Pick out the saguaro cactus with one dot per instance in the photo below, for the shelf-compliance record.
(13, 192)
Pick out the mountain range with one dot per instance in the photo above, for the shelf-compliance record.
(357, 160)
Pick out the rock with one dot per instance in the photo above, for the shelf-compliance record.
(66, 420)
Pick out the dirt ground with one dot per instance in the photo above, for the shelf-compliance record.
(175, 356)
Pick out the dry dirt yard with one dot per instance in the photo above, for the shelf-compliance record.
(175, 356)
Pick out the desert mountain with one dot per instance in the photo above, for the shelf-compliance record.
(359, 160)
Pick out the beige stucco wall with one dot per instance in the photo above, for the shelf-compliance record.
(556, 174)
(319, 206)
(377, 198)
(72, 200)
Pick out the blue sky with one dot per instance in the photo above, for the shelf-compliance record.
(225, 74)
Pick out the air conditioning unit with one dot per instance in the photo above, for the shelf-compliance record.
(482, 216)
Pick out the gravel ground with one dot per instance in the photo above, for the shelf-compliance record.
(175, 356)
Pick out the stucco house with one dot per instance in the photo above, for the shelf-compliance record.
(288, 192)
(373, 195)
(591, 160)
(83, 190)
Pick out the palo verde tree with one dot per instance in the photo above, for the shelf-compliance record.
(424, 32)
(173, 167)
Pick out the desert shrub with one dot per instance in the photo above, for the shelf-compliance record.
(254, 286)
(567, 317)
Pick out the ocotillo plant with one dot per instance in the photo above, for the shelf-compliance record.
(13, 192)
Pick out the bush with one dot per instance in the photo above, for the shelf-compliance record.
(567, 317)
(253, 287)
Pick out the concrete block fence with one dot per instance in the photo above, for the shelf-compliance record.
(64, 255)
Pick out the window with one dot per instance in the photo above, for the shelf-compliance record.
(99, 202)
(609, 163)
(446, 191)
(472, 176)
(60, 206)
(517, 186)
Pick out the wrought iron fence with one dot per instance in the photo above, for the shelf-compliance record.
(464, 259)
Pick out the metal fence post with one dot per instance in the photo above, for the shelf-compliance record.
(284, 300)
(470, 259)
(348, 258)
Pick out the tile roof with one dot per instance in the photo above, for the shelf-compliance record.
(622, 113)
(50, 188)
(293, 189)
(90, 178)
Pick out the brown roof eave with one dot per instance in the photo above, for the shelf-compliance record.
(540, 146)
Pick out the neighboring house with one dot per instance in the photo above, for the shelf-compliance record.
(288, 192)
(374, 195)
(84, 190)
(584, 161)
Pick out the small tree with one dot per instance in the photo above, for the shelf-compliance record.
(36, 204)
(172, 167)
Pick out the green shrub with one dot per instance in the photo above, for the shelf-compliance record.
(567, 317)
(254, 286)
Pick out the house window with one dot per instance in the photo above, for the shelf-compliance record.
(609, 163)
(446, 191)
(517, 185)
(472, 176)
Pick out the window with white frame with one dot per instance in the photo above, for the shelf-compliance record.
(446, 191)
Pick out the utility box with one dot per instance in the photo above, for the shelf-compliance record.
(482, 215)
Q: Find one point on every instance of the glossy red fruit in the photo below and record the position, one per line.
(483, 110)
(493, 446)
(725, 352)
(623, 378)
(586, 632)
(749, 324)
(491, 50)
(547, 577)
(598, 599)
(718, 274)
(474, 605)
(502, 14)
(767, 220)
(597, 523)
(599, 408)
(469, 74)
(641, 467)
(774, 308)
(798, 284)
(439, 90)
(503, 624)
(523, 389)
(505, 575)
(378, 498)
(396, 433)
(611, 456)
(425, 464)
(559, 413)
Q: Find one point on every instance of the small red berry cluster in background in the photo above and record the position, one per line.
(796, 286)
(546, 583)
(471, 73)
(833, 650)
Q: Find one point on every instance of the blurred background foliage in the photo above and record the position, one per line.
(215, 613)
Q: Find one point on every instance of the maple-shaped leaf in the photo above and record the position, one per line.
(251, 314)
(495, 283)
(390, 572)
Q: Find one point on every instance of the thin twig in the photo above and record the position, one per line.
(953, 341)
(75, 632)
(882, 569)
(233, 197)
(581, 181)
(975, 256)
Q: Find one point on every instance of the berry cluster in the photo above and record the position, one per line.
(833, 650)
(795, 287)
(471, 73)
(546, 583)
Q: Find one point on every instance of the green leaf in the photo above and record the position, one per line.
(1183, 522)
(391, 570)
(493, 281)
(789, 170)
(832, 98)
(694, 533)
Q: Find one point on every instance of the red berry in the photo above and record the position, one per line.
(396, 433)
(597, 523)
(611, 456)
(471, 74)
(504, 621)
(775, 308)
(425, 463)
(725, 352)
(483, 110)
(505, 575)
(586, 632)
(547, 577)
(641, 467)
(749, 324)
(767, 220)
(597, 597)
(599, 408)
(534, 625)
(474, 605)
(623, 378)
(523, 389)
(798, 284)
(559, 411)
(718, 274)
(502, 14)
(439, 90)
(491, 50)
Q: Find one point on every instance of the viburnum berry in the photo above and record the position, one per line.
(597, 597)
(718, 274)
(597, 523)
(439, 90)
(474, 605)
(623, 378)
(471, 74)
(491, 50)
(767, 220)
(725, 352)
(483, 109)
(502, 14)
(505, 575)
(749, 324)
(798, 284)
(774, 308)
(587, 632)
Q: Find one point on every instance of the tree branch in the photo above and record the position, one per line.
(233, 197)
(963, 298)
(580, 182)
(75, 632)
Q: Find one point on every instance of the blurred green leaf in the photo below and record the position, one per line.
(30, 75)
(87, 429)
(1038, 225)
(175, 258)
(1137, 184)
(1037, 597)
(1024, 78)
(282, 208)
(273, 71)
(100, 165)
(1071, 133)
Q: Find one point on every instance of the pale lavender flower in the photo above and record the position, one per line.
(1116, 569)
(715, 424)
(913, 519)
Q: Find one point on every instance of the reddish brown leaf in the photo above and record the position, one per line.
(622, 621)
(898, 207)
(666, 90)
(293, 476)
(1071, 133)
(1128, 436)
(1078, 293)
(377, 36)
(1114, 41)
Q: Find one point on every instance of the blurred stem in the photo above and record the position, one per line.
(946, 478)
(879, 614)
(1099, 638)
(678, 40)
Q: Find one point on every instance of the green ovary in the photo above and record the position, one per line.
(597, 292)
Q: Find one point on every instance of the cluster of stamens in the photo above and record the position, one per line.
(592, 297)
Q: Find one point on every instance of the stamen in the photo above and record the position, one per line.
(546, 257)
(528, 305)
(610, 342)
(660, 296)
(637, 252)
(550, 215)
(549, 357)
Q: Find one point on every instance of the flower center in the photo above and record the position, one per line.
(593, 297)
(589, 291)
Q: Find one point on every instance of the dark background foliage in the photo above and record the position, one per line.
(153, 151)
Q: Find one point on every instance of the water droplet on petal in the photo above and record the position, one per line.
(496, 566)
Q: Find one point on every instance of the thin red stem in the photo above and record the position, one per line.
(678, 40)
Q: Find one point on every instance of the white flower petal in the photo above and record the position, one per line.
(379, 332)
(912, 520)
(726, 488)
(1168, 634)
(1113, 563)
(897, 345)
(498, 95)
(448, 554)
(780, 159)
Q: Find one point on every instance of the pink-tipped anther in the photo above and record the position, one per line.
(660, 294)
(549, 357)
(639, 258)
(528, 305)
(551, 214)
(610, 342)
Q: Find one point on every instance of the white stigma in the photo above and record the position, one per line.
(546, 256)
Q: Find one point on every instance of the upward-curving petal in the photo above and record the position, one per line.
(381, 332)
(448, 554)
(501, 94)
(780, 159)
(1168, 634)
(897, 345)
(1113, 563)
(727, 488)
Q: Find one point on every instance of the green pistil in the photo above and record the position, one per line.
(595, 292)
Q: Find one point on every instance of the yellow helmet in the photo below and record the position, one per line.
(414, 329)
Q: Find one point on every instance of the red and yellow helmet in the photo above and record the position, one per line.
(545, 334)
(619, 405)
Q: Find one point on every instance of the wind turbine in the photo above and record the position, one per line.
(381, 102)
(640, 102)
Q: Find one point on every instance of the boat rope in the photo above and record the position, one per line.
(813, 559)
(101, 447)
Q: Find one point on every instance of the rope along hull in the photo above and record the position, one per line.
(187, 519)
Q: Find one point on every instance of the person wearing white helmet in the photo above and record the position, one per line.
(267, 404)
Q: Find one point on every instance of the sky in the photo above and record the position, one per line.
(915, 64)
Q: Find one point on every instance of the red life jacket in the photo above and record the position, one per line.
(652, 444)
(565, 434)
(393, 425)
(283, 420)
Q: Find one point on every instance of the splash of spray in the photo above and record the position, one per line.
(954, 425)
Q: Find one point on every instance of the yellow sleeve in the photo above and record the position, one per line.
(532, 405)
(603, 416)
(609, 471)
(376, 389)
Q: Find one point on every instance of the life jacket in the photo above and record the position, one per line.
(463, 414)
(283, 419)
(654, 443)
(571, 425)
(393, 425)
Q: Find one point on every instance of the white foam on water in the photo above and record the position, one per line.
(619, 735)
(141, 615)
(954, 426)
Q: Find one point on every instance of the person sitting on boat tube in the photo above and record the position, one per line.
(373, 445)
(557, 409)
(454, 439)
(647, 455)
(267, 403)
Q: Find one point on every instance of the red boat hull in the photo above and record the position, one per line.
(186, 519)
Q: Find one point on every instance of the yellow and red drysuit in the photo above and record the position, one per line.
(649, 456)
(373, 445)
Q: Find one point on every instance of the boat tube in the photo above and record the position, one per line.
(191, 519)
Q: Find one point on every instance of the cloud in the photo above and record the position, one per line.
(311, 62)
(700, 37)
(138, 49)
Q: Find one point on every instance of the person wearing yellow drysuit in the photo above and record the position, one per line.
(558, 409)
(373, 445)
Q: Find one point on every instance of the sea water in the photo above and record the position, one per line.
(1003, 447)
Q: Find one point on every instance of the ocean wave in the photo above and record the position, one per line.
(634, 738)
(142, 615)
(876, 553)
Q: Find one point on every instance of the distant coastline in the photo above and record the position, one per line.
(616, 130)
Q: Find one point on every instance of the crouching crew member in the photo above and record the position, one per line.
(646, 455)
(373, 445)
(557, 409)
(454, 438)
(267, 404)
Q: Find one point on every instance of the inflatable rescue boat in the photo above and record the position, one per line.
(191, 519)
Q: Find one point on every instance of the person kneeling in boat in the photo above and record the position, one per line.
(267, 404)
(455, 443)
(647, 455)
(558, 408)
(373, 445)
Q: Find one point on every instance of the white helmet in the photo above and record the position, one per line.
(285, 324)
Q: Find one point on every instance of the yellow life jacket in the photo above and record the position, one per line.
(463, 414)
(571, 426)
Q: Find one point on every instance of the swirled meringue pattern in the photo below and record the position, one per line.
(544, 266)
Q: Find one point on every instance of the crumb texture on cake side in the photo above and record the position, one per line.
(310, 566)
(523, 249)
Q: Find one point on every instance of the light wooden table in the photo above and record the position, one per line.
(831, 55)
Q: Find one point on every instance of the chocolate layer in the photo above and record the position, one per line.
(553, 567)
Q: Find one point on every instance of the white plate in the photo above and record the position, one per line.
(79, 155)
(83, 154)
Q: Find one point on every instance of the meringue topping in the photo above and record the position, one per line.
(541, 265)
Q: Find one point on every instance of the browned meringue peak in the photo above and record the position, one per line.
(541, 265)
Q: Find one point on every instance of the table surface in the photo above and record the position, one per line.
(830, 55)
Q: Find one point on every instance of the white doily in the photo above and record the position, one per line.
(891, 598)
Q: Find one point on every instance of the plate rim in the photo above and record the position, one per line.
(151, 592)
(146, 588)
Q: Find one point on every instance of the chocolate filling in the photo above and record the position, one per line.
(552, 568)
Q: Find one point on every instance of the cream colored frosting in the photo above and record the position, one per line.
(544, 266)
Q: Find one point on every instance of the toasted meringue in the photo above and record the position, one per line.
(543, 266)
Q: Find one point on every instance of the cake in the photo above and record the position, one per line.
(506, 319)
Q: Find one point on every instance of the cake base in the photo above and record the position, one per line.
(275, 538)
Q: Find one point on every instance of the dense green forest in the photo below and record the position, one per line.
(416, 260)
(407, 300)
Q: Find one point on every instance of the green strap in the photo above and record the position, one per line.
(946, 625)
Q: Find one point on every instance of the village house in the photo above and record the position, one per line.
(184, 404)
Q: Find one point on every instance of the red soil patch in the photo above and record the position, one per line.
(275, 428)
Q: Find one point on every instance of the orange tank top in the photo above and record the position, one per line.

____

** ABOUT THIS EXERCISE **
Which lines run from the one containing "Q: Find one point on every instance of the chocolate filling" to the end of the entries above? Quote exactly those, and only those.

** THE ANSWER **
Q: Find one point on every instance of the chocolate filling in the photo above and record the position, one per line.
(552, 568)
Q: Find one point on every instance of the cream colored frosting in the photo above and record the position, one per line.
(544, 266)
Q: Find one point on every instance of the toasted meringue in the photo above and record the position, one per line.
(543, 266)
Q: Find one point on every instance of the cake in the photo above and record the position, one per line.
(506, 319)
Q: Find one point on every instance of the cake base in the photo above and record the position, one per line.
(275, 538)
Q: Find one point on every instance of the dense green forest in the photo below and record the position, one per line.
(416, 260)
(407, 300)
Q: Find one point on every instance of the green strap in the photo above and record the position, one per line.
(946, 625)
Q: Find one point on every instance of the village house in the photo above and record the position, one per line.
(184, 404)
Q: Find one point on every instance of the red soil patch in the photo above and record the position, one per line.
(275, 428)
Q: Find one point on every instance of the orange tank top in the photo above and record the position, one per line.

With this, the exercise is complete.